## SOURCE RECORDS
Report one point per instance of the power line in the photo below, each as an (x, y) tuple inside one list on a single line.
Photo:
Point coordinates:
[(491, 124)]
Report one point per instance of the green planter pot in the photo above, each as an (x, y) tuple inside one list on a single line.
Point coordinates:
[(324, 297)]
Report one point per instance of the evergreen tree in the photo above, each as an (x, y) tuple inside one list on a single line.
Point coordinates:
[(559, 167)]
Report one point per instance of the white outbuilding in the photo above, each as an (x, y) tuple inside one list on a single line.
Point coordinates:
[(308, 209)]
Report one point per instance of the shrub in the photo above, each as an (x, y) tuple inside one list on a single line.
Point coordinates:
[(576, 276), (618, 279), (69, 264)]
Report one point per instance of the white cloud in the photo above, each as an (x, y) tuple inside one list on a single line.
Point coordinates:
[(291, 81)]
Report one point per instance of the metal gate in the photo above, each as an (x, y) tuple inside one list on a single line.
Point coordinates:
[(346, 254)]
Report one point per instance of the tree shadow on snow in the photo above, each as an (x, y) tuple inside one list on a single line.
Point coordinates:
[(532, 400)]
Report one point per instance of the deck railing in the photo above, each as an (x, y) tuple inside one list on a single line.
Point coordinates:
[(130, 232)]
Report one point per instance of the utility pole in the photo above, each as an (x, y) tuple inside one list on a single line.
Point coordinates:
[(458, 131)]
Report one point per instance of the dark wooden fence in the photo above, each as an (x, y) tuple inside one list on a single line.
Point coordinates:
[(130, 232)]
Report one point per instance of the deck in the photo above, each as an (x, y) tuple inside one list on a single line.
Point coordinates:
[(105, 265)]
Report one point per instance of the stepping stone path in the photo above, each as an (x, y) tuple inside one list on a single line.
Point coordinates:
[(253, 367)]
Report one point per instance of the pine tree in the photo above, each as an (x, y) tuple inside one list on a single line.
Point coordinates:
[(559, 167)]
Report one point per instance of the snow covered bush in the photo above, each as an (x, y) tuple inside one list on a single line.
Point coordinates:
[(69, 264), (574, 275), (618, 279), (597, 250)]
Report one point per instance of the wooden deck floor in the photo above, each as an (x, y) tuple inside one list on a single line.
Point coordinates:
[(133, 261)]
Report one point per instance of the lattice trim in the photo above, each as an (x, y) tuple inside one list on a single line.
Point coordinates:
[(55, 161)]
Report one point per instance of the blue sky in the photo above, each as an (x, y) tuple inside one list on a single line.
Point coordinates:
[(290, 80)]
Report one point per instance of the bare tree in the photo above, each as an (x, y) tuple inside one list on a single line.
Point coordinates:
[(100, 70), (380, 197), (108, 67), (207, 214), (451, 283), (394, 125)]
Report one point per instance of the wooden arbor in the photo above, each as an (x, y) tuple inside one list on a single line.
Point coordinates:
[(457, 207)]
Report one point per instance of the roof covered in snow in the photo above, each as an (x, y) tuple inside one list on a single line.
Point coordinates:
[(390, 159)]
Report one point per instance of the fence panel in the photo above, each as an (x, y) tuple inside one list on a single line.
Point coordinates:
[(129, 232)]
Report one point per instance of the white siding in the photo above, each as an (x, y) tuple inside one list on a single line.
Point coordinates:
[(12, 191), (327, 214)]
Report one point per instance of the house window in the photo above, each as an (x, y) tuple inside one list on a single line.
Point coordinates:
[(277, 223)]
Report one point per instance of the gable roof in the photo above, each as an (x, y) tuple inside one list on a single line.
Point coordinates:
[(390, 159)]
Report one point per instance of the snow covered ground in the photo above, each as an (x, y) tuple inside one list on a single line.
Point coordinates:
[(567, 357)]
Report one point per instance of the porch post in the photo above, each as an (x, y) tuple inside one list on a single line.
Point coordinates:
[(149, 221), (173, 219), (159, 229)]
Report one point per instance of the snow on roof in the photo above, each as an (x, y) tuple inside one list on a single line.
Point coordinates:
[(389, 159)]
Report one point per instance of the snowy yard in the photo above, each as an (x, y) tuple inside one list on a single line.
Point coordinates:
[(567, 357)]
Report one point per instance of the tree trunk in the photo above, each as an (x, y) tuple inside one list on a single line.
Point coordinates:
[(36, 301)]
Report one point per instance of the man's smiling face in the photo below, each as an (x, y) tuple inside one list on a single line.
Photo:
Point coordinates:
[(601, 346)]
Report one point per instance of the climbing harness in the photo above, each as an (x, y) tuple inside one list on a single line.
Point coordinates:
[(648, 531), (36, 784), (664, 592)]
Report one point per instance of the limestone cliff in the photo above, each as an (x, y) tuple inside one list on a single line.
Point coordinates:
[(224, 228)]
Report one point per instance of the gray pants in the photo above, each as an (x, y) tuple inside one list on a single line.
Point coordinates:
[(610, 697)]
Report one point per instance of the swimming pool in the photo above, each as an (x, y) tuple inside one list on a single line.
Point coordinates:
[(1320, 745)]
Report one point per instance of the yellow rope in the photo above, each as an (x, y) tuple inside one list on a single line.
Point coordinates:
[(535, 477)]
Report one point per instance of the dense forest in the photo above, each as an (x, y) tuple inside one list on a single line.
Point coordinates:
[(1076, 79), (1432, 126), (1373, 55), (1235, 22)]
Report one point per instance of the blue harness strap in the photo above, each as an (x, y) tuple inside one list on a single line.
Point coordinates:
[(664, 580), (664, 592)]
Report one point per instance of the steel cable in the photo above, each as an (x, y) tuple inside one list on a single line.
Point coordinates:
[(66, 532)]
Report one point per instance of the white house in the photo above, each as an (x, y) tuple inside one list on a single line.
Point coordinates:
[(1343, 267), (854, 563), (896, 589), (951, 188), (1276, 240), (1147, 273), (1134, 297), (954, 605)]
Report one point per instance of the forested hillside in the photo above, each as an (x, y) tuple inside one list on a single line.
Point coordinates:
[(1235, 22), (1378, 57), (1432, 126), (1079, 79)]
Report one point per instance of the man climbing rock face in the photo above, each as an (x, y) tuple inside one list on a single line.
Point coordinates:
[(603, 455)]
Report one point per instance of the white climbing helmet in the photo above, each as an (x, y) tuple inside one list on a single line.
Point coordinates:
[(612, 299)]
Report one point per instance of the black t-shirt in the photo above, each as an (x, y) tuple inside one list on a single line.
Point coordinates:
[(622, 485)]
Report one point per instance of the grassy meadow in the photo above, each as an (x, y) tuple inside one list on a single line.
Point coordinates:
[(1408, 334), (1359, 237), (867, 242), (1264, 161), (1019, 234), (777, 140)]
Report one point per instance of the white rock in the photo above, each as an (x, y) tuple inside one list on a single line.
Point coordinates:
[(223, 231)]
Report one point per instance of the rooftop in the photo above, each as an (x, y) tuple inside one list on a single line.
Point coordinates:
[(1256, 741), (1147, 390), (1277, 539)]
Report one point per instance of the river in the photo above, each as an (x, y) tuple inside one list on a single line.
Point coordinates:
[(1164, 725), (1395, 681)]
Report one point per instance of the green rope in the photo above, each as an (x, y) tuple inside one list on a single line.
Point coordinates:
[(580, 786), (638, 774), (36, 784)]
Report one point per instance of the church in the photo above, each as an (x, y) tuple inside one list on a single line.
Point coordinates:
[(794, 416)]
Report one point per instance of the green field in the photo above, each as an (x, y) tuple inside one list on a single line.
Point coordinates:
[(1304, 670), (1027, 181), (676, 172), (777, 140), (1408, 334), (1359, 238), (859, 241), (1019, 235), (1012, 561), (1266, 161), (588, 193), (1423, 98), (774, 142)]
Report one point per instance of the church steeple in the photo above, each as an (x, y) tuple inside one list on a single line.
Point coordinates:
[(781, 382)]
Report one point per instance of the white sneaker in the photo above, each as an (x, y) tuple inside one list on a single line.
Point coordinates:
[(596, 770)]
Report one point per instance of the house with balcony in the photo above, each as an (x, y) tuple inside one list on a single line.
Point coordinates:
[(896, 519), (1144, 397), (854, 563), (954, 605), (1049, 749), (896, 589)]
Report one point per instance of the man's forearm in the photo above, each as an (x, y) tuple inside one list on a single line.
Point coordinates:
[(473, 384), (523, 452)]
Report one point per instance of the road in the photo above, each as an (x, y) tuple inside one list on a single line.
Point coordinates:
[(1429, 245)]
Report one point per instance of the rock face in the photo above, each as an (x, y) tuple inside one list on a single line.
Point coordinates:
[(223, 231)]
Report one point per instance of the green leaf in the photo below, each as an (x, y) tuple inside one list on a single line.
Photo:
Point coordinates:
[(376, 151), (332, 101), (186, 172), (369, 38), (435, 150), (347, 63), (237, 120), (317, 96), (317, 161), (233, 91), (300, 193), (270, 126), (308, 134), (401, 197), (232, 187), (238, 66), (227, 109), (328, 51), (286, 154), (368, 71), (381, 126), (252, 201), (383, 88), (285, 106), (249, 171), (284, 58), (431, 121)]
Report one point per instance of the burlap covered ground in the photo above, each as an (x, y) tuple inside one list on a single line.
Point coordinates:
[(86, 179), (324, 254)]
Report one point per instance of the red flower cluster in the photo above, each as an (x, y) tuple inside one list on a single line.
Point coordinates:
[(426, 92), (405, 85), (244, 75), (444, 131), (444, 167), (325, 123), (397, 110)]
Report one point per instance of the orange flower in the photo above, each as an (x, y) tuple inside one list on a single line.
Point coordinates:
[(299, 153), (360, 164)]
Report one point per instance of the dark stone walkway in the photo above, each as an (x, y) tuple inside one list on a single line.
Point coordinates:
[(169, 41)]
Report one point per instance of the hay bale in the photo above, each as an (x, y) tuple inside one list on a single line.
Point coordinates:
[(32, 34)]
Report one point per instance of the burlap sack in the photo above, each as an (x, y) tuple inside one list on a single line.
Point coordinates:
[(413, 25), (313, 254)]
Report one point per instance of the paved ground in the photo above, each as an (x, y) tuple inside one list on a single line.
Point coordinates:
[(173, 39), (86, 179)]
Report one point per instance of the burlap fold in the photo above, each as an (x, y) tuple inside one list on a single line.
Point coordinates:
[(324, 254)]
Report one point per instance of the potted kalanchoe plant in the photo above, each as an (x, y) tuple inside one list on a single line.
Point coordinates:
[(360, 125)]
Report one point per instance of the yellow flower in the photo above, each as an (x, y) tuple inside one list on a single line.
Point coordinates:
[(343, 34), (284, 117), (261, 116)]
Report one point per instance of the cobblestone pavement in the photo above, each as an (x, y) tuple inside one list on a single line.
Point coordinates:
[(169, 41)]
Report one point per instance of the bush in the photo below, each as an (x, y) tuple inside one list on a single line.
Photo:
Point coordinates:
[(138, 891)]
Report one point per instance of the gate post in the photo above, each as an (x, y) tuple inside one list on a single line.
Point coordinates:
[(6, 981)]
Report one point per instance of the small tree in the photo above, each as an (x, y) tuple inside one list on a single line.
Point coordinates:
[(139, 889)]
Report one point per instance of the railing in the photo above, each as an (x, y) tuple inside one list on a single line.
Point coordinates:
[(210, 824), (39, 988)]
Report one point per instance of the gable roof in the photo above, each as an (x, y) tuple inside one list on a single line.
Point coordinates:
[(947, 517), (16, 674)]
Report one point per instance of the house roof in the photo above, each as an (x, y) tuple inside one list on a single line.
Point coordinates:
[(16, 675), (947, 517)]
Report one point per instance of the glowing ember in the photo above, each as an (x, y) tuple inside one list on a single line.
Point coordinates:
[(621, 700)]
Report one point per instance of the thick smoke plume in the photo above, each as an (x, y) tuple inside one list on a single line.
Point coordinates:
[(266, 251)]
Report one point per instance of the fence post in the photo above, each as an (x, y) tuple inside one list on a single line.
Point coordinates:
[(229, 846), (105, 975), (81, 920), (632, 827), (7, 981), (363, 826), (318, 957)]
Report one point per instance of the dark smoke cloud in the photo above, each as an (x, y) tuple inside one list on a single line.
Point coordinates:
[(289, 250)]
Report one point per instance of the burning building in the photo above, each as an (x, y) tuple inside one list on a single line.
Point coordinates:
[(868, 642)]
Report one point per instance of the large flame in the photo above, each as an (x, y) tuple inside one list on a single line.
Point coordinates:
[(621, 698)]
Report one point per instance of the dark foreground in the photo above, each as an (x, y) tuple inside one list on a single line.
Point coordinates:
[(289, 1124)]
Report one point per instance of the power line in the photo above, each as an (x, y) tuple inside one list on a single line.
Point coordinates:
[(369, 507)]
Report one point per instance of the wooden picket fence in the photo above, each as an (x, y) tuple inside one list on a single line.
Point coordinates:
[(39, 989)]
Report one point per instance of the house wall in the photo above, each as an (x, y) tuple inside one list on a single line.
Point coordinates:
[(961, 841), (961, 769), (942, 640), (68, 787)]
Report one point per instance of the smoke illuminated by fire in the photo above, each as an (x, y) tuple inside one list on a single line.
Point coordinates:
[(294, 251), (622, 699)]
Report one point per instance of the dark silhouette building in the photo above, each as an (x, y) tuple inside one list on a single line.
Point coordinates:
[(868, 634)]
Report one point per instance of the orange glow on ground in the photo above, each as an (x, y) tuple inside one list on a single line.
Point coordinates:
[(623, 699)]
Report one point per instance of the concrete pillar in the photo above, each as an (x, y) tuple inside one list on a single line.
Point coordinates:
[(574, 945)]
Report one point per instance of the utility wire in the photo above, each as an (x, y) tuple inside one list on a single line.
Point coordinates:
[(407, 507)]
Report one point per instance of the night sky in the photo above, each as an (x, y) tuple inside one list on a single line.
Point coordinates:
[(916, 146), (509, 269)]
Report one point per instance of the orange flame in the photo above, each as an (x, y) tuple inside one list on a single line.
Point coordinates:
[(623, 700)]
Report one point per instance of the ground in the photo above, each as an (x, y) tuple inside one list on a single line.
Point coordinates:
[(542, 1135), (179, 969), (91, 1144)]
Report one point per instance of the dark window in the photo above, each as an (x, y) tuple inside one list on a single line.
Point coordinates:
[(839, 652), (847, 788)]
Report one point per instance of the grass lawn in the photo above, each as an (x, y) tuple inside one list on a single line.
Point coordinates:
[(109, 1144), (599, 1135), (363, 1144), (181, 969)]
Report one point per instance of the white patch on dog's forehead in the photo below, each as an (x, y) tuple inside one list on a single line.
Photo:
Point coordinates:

## EXERCISE BRIEF
List every line from the entries above in which "tree" appears.

## SOLUTION FOR THIS TASK
Report one point per instance of the evergreen tree in the photo above, each as an (x, y) tuple inside one list on a single line.
Report one point per instance of the tree shadow on snow in the photo above, each as an (x, y) tuple inside one list on a single line.
Report one point per instance of the pine tree in the photo above, each as an (x, y) tuple inside one list on a single line.
Report one point per instance of the bare tree in the photo above, each as an (x, y) tuple inside one list on a single line.
Report one point per instance of the tree trunk in the photo above, each as an (x, y) tuple inside one list on a single line.
Report one point per instance of the small tree in the photo above, each as an (x, y) tuple inside one list on a single line.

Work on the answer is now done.